**Task 1:**
Please copy the transcript word for word, from "BRAZILE: But it" to "and not a...".
**Task 2:**
According to the transcript, how much tax money do some say was thrown away on the building in Iraq?

**Text section:**
= = = =
BLITZER: See, a lot of those independents, they don't like to hear the mudslinging.

CASTELLANOS: Well, it's not mudslinging, though, about defining Barack Obama and who he is and what he's doing. It's a fair fight to define Barack Obama. What is he going to do for the country? As a matter of fact, I think there's an obligation to define Barack Obama. And Republicans have it just the way Democrats do, just the way do you it in a courtroom.

BRAZILE: But it should be factually accurate.

BLITZER: All right.

CASTELLANOS: And of course it should be, and will.

BRAZILE: It should be factually accurate and not a...

CASTELLANOS: And I'm sure it will.

BRAZILE: ... you know, a criticism of one's patriotism.

BLITZER: Guys, thank you.

BRAZILE: Thank you, Wolf.

BLITZER: It's being called a monumental waste, the building in Iraq that some say is $40 million of your tax money simply thrown away. We will tell what you it is.

And the prime minister of Pakistan, the new one, he's here in THE SITUATION ROOM today. We're talking about the strike today that may have taken out a major member of al Qaeda and Pakistan. My exclusive interview with the new Pakistani prime minister, that's coming up here in THE SITUATION ROOM.
= = = =
**Records supplied:**
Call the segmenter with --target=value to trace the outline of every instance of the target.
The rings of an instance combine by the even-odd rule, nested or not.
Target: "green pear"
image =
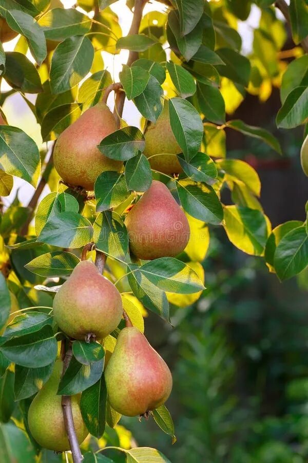
[[[82,260],[53,299],[53,317],[74,339],[102,339],[116,329],[122,318],[120,293],[92,262]]]
[[[109,402],[126,416],[144,415],[164,403],[172,388],[167,364],[138,328],[123,328],[105,371]]]
[[[98,103],[85,111],[55,143],[53,162],[60,176],[70,185],[93,190],[102,172],[121,170],[122,161],[109,159],[97,147],[103,138],[117,130],[114,117],[105,103]]]
[[[57,360],[50,378],[33,399],[28,414],[29,428],[37,443],[55,452],[70,450],[61,405],[62,398],[56,395],[62,369],[62,362]],[[71,400],[74,425],[80,444],[88,434],[79,407],[80,395],[72,396]]]
[[[300,162],[304,173],[308,177],[308,135],[304,140],[300,150]]]
[[[139,259],[176,256],[189,239],[185,214],[166,185],[157,180],[130,209],[125,223],[130,250]]]
[[[182,172],[176,155],[182,152],[182,150],[170,125],[168,101],[165,102],[156,123],[150,122],[147,126],[144,138],[144,154],[147,157],[150,157],[149,161],[152,169],[168,174]]]
[[[12,40],[17,35],[18,32],[11,29],[4,17],[0,17],[0,41],[2,43]]]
= = = =
**Task output 1:**
BRAZILE: But it should be factually accurate.

BLITZER: All right.

CASTELLANOS: And of course it should be, and will.

BRAZILE: It should be factually accurate and not a...

**Task output 2:**
$40 million.